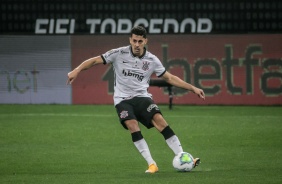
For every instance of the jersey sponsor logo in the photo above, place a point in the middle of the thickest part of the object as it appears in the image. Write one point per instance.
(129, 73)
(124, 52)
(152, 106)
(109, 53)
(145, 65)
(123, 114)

━━━━━━━━━━━━━━━━━━━━

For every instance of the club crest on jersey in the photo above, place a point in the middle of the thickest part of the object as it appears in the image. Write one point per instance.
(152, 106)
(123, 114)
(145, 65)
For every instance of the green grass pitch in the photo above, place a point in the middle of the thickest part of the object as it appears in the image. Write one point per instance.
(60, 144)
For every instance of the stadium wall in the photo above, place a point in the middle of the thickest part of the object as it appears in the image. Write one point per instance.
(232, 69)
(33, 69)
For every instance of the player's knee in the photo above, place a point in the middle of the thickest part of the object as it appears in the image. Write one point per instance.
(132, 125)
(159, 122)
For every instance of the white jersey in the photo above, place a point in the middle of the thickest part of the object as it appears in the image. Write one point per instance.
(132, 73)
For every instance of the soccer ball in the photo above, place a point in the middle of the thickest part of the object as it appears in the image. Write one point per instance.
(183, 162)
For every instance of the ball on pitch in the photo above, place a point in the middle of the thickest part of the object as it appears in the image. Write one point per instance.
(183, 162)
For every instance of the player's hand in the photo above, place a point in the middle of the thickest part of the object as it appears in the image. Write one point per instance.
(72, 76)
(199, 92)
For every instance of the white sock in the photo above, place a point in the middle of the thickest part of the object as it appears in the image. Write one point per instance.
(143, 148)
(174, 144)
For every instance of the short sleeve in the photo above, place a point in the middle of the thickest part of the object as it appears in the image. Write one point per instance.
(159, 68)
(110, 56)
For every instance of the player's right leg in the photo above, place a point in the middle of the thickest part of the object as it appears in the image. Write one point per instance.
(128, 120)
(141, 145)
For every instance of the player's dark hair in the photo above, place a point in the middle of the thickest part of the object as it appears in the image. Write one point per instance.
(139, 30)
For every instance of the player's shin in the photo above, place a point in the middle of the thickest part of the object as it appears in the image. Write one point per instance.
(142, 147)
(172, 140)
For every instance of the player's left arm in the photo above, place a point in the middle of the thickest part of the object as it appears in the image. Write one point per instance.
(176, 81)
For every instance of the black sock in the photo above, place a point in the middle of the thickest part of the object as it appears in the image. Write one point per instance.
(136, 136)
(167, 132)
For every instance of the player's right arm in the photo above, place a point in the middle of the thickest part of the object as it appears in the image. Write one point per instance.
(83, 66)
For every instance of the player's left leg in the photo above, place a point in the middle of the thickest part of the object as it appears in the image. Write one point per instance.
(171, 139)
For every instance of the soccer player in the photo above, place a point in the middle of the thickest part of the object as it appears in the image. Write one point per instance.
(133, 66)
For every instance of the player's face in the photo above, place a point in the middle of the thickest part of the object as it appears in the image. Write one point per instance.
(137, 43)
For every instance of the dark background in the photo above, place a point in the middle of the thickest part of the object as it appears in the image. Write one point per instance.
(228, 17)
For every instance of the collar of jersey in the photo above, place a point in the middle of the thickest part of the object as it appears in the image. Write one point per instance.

━━━━━━━━━━━━━━━━━━━━

• PROMPT
Extract the lines above verbatim, beginning with the line containing "For every instance of the soccer player" and continuing up to and including the line containing "For every instance of the collar".

• EXERCISE SOLUTION
For every instance of the soccer player in the photo above, place a point in the middle of the thickest part of the object as it appears in the image. Write one point per instance.
(133, 66)
For every instance of the player's face in the photo above, place a point in the middle of the thickest part of the object as it appears in the image. Write one point per instance.
(137, 43)
For every instance of the dark background in the photo above, place a point in the middle of the thickest part of the object as it appears in the image. Write one point per instance.
(228, 17)
For every instance of the collar of jersey in the photo above, place a point in the middle of the thickest part of the object as it appears in the image. Write one point per instance.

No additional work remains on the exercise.